= Beginning of Section =

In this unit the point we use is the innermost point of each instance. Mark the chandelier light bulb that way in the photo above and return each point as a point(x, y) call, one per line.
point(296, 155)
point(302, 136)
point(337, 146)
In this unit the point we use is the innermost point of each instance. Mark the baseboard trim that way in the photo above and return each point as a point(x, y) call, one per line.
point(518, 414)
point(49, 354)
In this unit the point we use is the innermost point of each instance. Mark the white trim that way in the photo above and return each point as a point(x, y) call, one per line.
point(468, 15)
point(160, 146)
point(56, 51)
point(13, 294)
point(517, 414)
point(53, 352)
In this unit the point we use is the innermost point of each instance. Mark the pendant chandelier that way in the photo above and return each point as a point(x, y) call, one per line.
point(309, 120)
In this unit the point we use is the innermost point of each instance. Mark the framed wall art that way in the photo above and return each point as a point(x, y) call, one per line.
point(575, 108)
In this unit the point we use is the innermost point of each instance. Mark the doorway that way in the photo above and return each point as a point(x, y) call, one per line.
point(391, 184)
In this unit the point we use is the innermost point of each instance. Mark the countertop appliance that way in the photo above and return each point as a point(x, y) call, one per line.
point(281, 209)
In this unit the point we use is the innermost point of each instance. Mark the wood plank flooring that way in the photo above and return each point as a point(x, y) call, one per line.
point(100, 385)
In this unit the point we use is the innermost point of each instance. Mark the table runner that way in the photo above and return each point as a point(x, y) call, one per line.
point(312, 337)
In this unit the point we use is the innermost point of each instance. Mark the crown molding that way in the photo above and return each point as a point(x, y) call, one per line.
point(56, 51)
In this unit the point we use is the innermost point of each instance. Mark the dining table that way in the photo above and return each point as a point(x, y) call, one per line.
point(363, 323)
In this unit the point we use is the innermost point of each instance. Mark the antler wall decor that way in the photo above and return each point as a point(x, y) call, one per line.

= End of Section =

Problem details: Give again, word for word, every line from the one holding "Mark the white" to the end of the data.

Solution to this exercise:
In this unit the point we use is the innermost point of each instance. Mark the white trim that way in the photo above and return each point as a point(x, y) call, one per line.
point(468, 15)
point(160, 146)
point(56, 51)
point(13, 294)
point(517, 414)
point(53, 352)
In this unit the point we use is the innermost point of each instance. Mark the pendant chandelier that way in the photo above and return each point as a point(x, y) call, one per line.
point(309, 120)
In this unit the point we use is the innermost point of each instance. Mark the framed wall art that way in the photo above and return each point as a point(x, y) call, one per line.
point(575, 108)
In this unit the point we use is the innermost point of each instance. Mark the doorway that way in the photo above and return each point as a point(x, y) call, one per line.
point(391, 184)
In this unit the point we use is the innermost point of each instance. Mark the countertop appliance that way in the photo above and return each point as a point(x, y) call, one per line.
point(281, 209)
In this unit the point we use is the innermost point of each instance. Mark the wood plank flooring that way in the photo above and return each point as a point(x, y) call, one per line.
point(100, 385)
In this unit the point we use is the innermost point of each instance. Mark the table runner that way in the photo above and return each point as a point(x, y) call, one per line.
point(312, 337)
In this unit the point we use is the innermost point of each instance. Mark the crown molding that way in the photo above and return each point as a point(x, y) call, one per line.
point(56, 51)
In this unit the point we use is the innermost point of each instance. Mark the dining table that way in the photo above and return each point as a point(x, y) call, one per line.
point(363, 323)
In this unit the point we use is the innermost point of each instance. Mark the antler wall decor that way in the photo above and return each point as a point(x, y) call, one per line.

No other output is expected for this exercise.